• _Objective_:
Place every line of the records below into a JSON list of strings, with one string per line and no blank lines. Leave the pictures out of the list.

• _Input_:

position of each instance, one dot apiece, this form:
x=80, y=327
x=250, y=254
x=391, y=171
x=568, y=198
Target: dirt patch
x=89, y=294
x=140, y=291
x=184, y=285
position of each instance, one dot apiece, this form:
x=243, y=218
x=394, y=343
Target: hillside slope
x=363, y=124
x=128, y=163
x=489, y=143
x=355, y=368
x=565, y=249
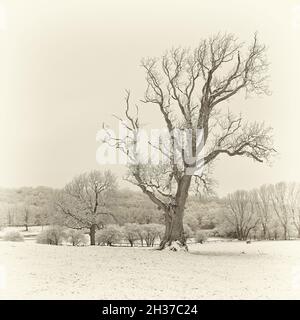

• _The answer_:
[
  "position of each instance, one dot apiece, this form:",
  "x=80, y=327",
  "x=250, y=254",
  "x=391, y=171",
  "x=568, y=198",
  "Target: dirt patch",
  "x=89, y=294",
  "x=140, y=291",
  "x=184, y=285",
  "position of each instance, one dot apiece, this form:",
  "x=243, y=218",
  "x=394, y=343",
  "Target: hillside slope",
  "x=363, y=124",
  "x=128, y=163",
  "x=489, y=143",
  "x=355, y=368",
  "x=565, y=249"
]